• [Task]: Find the line that contains "locate | one dot per instance of the side". Output it and every line after it to the end of the records, exactly as they appear.

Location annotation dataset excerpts

══════════════════════════════

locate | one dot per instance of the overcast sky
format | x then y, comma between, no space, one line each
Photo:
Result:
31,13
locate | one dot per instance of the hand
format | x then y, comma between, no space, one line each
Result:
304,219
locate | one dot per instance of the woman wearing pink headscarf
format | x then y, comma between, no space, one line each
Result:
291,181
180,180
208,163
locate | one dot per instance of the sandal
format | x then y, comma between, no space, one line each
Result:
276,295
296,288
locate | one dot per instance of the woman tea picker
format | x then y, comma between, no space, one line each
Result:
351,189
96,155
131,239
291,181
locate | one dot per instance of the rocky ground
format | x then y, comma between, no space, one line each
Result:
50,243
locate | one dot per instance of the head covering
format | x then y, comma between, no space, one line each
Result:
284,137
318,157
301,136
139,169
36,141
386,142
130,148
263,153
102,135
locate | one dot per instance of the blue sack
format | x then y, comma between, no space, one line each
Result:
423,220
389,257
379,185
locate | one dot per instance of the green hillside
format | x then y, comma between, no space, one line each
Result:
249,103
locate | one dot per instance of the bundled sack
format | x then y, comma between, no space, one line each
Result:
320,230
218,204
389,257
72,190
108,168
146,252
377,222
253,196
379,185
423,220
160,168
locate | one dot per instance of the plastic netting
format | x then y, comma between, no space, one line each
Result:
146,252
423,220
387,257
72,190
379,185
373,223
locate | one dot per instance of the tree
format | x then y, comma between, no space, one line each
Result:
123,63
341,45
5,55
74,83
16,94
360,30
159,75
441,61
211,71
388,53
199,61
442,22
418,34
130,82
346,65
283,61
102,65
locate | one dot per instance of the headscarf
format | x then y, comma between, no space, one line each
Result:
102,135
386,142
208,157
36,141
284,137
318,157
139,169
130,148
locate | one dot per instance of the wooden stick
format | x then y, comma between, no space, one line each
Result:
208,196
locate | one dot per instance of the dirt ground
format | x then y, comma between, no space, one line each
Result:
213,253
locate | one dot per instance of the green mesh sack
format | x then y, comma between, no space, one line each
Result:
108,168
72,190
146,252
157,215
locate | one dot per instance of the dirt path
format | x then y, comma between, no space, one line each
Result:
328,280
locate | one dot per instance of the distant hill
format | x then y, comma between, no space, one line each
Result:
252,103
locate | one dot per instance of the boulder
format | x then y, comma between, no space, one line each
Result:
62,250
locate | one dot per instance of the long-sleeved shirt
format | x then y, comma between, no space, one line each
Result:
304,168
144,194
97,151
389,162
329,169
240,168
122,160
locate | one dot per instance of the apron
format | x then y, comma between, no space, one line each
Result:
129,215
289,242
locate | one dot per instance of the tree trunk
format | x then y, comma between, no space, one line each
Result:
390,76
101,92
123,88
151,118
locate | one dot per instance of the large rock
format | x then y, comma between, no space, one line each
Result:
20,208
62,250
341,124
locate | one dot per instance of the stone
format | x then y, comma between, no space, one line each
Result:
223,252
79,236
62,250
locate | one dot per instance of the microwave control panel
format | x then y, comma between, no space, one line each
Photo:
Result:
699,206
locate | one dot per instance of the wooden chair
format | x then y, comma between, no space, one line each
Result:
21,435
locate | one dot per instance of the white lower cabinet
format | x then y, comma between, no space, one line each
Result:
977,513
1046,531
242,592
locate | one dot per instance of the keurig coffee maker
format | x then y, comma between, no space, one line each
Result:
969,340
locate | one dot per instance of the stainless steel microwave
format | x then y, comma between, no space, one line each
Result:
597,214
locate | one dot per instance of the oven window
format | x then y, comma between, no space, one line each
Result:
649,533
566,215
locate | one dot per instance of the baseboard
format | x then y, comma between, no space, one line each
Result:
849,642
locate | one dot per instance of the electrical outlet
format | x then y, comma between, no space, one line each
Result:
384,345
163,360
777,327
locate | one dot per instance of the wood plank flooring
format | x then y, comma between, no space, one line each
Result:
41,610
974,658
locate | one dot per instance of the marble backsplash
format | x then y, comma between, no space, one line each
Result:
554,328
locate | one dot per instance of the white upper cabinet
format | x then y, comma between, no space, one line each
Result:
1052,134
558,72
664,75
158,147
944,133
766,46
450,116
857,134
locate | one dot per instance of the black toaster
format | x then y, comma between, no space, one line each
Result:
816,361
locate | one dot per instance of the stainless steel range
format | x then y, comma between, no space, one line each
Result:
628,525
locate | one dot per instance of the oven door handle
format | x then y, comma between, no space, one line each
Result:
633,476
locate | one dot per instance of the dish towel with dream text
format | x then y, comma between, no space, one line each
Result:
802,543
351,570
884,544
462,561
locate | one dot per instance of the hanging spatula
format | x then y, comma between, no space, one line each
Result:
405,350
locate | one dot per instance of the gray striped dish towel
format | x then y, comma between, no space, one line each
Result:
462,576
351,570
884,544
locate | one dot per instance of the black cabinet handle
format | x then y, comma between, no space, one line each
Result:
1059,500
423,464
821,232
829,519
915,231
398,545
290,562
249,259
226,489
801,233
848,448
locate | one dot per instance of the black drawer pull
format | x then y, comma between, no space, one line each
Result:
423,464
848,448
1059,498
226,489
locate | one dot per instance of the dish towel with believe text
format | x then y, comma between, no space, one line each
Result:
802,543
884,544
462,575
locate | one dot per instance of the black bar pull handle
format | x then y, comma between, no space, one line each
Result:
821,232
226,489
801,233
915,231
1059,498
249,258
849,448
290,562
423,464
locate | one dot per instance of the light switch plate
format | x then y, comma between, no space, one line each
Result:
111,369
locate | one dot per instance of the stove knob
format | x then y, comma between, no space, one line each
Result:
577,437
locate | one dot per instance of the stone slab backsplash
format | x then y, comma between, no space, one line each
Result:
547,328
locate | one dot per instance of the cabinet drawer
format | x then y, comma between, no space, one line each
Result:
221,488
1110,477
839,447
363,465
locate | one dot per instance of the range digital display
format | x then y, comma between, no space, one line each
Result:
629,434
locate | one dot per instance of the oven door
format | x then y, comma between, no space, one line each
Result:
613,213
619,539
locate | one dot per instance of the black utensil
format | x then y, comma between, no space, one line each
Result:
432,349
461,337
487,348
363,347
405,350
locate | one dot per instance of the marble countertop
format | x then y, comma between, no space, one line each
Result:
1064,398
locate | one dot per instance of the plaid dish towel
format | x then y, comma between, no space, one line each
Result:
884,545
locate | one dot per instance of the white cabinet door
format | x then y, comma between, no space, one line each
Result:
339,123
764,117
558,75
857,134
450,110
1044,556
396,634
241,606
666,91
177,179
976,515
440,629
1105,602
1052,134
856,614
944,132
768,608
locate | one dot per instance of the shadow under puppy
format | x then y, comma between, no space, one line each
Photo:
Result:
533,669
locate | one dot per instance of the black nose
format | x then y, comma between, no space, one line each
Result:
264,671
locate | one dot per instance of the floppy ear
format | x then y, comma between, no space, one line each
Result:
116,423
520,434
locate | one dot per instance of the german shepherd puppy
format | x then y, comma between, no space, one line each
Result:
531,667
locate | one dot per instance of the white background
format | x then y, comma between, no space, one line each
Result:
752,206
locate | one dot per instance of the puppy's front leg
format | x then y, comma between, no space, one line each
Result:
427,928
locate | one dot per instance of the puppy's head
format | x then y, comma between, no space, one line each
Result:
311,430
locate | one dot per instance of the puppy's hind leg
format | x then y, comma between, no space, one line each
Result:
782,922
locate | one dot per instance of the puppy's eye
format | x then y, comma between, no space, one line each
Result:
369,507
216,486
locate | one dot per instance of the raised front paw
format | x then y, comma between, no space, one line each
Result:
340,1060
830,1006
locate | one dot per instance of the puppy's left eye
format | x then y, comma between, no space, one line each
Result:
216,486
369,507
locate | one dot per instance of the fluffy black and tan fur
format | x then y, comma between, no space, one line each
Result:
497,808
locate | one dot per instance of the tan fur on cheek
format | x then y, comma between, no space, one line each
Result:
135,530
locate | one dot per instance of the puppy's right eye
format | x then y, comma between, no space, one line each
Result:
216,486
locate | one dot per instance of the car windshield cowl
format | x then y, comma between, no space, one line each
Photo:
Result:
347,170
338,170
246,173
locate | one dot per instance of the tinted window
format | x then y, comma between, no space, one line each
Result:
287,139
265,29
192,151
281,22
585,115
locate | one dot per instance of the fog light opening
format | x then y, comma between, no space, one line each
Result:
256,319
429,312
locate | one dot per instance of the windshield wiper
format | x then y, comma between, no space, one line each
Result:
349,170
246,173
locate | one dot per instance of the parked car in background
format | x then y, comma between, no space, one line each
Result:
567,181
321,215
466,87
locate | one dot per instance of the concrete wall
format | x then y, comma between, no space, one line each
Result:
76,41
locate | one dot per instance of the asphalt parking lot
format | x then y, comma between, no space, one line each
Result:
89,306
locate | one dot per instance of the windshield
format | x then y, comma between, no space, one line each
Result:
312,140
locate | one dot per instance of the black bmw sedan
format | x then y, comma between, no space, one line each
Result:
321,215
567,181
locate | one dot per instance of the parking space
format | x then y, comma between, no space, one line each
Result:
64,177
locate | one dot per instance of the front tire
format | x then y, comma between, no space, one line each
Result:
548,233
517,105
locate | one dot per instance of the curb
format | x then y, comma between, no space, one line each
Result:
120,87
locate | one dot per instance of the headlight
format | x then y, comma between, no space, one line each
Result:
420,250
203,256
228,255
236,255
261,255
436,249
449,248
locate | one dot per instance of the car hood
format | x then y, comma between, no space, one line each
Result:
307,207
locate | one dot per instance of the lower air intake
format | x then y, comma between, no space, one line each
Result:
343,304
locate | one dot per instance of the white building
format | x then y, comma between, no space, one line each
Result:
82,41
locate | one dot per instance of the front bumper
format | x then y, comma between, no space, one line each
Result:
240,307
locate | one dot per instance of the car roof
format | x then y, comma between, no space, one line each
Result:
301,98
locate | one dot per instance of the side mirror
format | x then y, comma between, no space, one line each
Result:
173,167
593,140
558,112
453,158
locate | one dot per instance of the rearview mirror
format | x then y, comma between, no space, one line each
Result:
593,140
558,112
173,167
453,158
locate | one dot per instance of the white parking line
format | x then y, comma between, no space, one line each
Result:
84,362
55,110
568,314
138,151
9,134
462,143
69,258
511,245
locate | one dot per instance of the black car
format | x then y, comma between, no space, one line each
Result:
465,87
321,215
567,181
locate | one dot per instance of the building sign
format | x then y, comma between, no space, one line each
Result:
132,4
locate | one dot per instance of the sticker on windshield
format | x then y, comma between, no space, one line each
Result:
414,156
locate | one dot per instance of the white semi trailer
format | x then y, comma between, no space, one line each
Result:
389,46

══════════════════════════════

• [Result of the exercise]:
locate | one dot per instance of the side mirror
format | x then y, comma between, no space, one line each
Result:
173,167
593,140
558,112
453,158
locate | one dot per instance of the rearview mirror
format | x then y, comma between, no space, one line each
Result:
593,140
558,112
173,167
453,158
locate | one dot per instance of the white parking line
format | x then y, comma between, no space, one line each
Result:
84,362
55,110
568,314
138,151
9,134
462,143
69,258
511,245
locate | one dot per instance of the black car
format | x then y, comma between, no space, one line each
Result:
465,87
321,215
567,181
locate | one dot per instance of the building sign
format | x then y, comma between, no space, one line each
Result:
132,4
locate | one dot per instance of the sticker on windshield
format | x then y, comma between, no space, one line each
Result:
414,156
locate | one dot per instance of the white semi trailer
format | x then y, comma between, no space, one line each
Result:
389,46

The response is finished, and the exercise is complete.